▸ **Brief 1**:
Do the following statements agree with the text on Richard Rainwater and peak oil? Answer yes or no for each, quoting the words of the text that decide it.
(a) Rainwater is described as a friend of George W. Bush.
(b) Rainwater has been checking Savinar's site every morning since January.
(c) Peak oil theorists hold that global production will keep rising for decades.
▸ **Brief 2**:
Pick up the text on Richard Rainwater and peak oil after its last sentence and carry it on.

▸ **Text section**:

He's a billionaire, he is a friend of George W. Bush
and he believes in Peak Oil. Richard Rainwater, who has made fantastic sums investing in panics and crisis points, feels the coming of a massive transition, and he openly worries about the future of mankind.
"Peak oil" theorists posit that global production is at or near its historic ceiling and will begin a long, inexorable decline. They worry that America is not ready for the downturn, for skyrocketing prices and even shortages. Savinar's site's opening line is, "Civilization as we know it is coming to an end." Rainwater has been checking it every morning since September, when his personal anxiety alert level moved to orange. "I can almost pinpoint the date," says Moore. "It was right after he read that book."

▸ **Supplied material**:
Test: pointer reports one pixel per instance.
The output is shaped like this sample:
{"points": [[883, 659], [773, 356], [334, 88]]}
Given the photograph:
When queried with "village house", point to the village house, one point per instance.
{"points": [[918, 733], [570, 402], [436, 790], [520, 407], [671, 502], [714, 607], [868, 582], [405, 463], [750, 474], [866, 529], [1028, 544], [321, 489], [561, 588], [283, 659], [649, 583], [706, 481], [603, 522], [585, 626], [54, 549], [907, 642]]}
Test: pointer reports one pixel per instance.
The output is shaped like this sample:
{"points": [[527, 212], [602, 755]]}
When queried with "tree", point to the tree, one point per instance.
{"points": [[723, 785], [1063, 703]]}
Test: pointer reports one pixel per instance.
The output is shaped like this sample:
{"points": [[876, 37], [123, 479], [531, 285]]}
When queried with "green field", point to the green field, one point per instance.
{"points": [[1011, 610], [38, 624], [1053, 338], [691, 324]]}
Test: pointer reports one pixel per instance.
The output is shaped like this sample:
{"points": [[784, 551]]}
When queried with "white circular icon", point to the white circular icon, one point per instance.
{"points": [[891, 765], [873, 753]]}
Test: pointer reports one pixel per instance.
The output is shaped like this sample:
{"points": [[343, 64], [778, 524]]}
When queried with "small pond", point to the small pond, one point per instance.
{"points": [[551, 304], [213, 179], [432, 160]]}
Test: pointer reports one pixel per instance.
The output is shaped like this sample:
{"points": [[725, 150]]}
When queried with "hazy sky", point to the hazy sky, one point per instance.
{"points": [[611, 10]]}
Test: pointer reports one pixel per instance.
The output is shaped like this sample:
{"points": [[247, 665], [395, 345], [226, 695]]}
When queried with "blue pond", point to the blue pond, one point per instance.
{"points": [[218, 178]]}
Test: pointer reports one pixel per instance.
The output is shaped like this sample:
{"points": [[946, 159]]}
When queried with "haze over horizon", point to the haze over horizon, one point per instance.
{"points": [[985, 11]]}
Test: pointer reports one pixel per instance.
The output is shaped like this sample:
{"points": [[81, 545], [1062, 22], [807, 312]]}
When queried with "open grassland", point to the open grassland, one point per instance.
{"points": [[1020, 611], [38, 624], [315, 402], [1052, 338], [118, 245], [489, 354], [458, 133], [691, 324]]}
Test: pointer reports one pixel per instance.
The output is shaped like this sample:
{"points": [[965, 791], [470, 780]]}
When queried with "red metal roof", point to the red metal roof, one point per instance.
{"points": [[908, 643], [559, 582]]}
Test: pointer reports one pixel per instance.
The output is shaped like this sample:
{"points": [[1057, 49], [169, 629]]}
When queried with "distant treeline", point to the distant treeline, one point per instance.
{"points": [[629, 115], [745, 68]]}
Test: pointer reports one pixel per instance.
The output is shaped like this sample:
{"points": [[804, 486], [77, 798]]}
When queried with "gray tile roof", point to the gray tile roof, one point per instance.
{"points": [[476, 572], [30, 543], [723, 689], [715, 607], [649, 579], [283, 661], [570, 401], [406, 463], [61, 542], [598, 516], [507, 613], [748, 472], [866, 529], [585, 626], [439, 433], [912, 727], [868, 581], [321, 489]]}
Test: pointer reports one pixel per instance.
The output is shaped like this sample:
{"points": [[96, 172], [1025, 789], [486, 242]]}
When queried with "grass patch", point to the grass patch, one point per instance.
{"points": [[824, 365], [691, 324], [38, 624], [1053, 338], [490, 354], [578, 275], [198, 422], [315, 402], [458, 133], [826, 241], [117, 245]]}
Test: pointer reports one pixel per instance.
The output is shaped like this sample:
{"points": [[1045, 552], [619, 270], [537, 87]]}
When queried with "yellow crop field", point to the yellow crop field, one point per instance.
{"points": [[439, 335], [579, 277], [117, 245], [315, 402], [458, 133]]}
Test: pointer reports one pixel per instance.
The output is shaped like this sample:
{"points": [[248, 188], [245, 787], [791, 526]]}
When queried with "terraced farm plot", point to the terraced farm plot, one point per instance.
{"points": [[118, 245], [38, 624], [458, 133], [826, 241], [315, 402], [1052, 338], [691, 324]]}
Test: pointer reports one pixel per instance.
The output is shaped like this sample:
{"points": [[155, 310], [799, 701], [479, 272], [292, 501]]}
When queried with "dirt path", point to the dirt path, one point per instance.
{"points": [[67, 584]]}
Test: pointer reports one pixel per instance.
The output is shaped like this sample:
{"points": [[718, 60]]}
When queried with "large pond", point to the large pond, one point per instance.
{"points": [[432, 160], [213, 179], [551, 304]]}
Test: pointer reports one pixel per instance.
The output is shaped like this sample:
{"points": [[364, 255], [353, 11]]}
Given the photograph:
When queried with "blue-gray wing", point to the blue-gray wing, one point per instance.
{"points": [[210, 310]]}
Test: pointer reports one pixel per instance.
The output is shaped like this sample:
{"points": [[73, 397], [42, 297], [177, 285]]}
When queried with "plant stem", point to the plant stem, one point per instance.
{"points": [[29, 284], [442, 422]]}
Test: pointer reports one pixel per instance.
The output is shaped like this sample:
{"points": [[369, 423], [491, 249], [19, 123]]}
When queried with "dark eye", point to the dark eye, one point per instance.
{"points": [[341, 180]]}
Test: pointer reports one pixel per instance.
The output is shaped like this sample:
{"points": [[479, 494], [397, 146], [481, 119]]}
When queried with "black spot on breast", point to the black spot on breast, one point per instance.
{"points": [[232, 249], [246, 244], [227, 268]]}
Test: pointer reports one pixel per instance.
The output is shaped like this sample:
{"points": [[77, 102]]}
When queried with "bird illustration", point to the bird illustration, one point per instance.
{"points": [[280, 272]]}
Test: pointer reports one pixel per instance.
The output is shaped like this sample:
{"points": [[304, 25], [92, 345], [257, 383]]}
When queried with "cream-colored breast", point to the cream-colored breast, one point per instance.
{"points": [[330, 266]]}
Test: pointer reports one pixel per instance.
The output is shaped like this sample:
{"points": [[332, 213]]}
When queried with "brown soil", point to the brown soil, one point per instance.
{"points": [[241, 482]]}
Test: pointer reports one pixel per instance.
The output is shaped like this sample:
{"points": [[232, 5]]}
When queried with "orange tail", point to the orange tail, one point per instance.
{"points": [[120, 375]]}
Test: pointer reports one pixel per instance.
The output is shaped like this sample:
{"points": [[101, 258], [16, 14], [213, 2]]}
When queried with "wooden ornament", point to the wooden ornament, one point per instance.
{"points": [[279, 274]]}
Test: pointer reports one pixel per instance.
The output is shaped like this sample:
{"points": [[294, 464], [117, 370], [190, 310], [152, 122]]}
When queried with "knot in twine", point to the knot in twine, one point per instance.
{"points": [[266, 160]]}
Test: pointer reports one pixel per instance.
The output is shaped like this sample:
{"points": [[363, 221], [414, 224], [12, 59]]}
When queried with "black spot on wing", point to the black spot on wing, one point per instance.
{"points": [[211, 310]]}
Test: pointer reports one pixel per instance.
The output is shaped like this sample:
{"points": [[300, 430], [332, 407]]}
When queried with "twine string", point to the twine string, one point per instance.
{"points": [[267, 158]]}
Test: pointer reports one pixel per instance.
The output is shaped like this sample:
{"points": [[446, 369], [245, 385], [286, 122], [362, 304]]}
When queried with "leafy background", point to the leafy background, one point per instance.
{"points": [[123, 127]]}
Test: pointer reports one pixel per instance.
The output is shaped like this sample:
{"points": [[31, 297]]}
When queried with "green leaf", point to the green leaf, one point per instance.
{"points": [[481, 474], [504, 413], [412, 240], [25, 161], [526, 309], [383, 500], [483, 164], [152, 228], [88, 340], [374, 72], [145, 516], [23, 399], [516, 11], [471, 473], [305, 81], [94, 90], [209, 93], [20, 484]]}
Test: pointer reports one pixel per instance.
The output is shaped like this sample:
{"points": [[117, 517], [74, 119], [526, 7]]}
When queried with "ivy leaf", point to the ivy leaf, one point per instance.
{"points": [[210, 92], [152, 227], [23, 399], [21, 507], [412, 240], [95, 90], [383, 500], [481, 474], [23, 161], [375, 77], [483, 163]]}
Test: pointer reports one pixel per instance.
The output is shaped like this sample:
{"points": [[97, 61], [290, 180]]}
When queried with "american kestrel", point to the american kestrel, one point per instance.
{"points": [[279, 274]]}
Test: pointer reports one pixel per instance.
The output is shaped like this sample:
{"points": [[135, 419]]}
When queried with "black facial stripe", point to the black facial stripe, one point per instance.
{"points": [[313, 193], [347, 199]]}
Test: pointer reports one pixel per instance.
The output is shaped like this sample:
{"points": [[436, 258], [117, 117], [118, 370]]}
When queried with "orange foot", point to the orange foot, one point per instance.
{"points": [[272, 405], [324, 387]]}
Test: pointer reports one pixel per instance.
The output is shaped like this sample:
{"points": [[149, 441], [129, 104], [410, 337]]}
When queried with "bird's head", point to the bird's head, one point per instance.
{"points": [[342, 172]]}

▸ **Task output 1**:
(a) Yes: "he is a friend of George W. Bush"
(b) No: "Rainwater has been checking it every morning since September"
(c) No: "global production is at or near its historic ceiling and will begin a long, inexorable decline"

▸ **Task output 2**:
In August a friend gave Rainwater a copy of The Long Emergency, a dystopic view of the future written by ex-Rolling Stone writer James Kunstler, otherwise known for his passionate dislike of suburbia. Taking peak oil as a given, Kunstler argues that Americans have been "sleepwalking" through the end of a "100-year fossil fuel fiesta." The problem, he points out, is not that the world will run out of oil tomorrow, but rather that the lack of growth in oil production will wreak havoc on a global economic system predicated on perpetual expansion. Kunstler's "long emergency" is a decidedly unpleasant interval during which the world--and Americans in particular--must adapt to a post-oil regime of scarce energy and economic stagnation, a time of likely wars and the disappearance of all-American things like Wal-Mart and cul-de-sac homes 45 minutes by minivan from the office.
It's about time to go over the big picture on this again, because supply worries are only a fraction of the picture.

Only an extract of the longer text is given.